[BEGIN]

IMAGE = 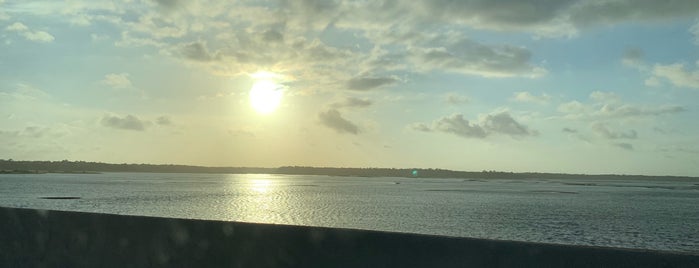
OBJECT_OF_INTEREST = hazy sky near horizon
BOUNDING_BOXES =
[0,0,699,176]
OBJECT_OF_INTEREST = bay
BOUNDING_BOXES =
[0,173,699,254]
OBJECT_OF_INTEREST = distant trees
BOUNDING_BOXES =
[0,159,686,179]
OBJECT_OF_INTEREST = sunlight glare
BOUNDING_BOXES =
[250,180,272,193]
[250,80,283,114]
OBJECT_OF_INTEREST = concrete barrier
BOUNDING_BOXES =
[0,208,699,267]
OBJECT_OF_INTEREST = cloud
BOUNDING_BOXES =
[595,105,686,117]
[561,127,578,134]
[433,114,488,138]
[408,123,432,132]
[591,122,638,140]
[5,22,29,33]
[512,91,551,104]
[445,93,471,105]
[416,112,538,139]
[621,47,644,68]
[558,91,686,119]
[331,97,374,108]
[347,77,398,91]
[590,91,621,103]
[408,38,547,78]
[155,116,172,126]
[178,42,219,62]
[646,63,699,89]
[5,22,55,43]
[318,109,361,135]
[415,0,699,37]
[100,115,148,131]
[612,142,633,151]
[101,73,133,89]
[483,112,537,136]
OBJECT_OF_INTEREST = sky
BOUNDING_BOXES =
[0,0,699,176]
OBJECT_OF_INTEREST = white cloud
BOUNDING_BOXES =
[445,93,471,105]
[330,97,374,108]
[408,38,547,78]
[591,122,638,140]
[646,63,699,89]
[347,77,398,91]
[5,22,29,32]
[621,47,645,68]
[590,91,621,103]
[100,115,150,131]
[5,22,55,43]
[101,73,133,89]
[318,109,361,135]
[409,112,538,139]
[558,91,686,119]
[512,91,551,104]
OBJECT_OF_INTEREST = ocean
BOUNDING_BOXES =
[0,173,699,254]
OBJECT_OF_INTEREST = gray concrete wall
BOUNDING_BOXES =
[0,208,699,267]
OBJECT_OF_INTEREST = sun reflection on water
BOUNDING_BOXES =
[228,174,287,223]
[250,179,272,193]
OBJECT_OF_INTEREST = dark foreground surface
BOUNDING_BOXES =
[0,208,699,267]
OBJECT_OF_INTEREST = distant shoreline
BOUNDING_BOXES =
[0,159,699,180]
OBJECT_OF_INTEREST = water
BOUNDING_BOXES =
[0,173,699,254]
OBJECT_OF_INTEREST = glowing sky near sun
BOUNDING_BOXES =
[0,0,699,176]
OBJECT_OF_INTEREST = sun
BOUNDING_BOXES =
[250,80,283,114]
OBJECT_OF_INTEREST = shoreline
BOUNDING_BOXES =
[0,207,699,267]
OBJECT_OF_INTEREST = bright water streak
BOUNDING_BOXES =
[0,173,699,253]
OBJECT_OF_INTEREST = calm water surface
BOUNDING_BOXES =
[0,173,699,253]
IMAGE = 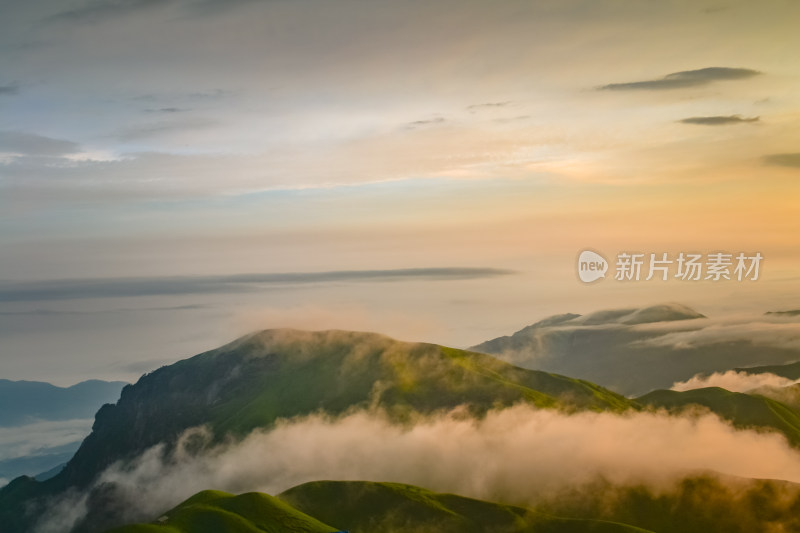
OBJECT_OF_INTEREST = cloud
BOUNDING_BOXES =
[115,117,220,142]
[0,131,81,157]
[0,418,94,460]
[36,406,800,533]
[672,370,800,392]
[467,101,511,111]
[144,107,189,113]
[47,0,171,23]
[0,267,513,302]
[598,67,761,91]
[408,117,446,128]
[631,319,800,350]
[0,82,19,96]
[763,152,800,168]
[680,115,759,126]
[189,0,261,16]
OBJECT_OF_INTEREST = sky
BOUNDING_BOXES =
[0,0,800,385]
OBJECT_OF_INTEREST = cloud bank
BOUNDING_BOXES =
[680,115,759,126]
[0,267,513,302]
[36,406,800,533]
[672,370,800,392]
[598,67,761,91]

[END]

INSTRUCTION — Update these lines by swapping every "water" for "sea" and changing nothing else. Leave the pictures out of your answer.

THE OUTPUT —
IMAGE = 
OBJECT_OF_INTEREST = hazy sky near horizon
BOUNDING_BOXES =
[0,0,699,176]
OBJECT_OF_INTEREST = bay
BOUNDING_BOXES =
[0,173,699,254]
OBJECT_OF_INTEREST = distant trees
BOUNDING_BOXES =
[0,159,686,179]
OBJECT_OF_INTEREST = sunlight glare
BOUNDING_BOXES =
[250,180,272,193]
[250,80,283,114]
OBJECT_OF_INTEREST = concrete barrier
BOUNDING_BOXES =
[0,208,699,267]
OBJECT_OF_INTEREST = cloud
BOUNDING_BOXES =
[595,105,686,117]
[561,127,578,134]
[433,114,488,138]
[408,123,432,132]
[591,122,638,140]
[5,22,29,33]
[512,91,551,104]
[445,93,471,105]
[416,112,538,139]
[621,47,644,68]
[558,91,686,119]
[331,97,374,108]
[347,77,398,91]
[590,91,621,103]
[408,38,547,78]
[155,116,172,126]
[178,42,219,62]
[646,63,699,89]
[5,22,55,43]
[318,109,361,135]
[415,0,699,37]
[100,115,148,131]
[612,142,633,151]
[101,73,133,89]
[483,112,537,136]
OBJECT_OF_INTEREST = sky
BOUNDING_BOXES =
[0,0,699,176]
OBJECT_OF_INTEREST = white cloud
BOUNDING_BOXES =
[445,93,471,105]
[330,97,374,108]
[408,38,547,78]
[591,122,638,140]
[646,63,699,89]
[347,77,398,91]
[5,22,29,32]
[621,47,645,68]
[590,91,621,103]
[100,115,150,131]
[5,22,55,43]
[101,73,133,89]
[318,109,361,135]
[409,112,538,139]
[558,91,686,119]
[512,91,551,104]
OBJECT_OF_INTEREST = ocean
BOUNDING_BOXES =
[0,173,699,254]
OBJECT_OF_INTEREST = gray concrete wall
BOUNDING_BOXES =
[0,208,699,267]
OBJECT_OF_INTEREST = sun reflection on sea
BOUNDING_BOXES =
[228,174,287,223]
[250,179,272,193]
OBJECT_OF_INTEREST = dark foreground surface
BOUNDING_BOXES =
[0,208,699,267]
OBJECT_OF_INTEREST = distant shoreline
BOUNDING_BOXES =
[0,159,699,180]
OBJECT_OF_INTEREST = sea
BOUNDING_BOXES =
[0,173,699,254]
OBJECT_OF_INTEREST = glowing sky near sun
BOUNDING_BOXES =
[0,0,699,176]
OBJECT_OF_INTEREST = sun
BOUNDING_BOXES =
[250,80,283,114]
OBJECT_OF_INTEREST = shoreline
BOUNDING_BOXES =
[0,207,699,267]
OBJECT_OF_INTEREST = bright sea streak
BOUNDING_BOXES =
[0,173,699,253]
OBJECT_OF_INTEREST = calm sea surface
BOUNDING_BOXES =
[0,173,699,253]
IMAGE = 
OBJECT_OF_INTEREST = cloud
BOUNDING_BOXES =
[115,117,220,142]
[0,131,81,157]
[0,418,94,460]
[36,406,800,533]
[672,370,800,392]
[467,101,511,111]
[144,107,189,113]
[47,0,171,23]
[0,267,513,302]
[598,67,761,91]
[408,117,446,128]
[631,319,800,350]
[0,82,19,96]
[763,152,800,168]
[680,115,759,126]
[189,0,261,16]
OBJECT_OF_INTEREST = sky
BOUNDING_BOXES =
[0,0,800,385]
OBJECT_OF_INTEREST = cloud bank
BOUNDING_BOXES =
[680,115,759,126]
[0,267,513,302]
[36,406,800,533]
[672,370,800,392]
[598,67,761,91]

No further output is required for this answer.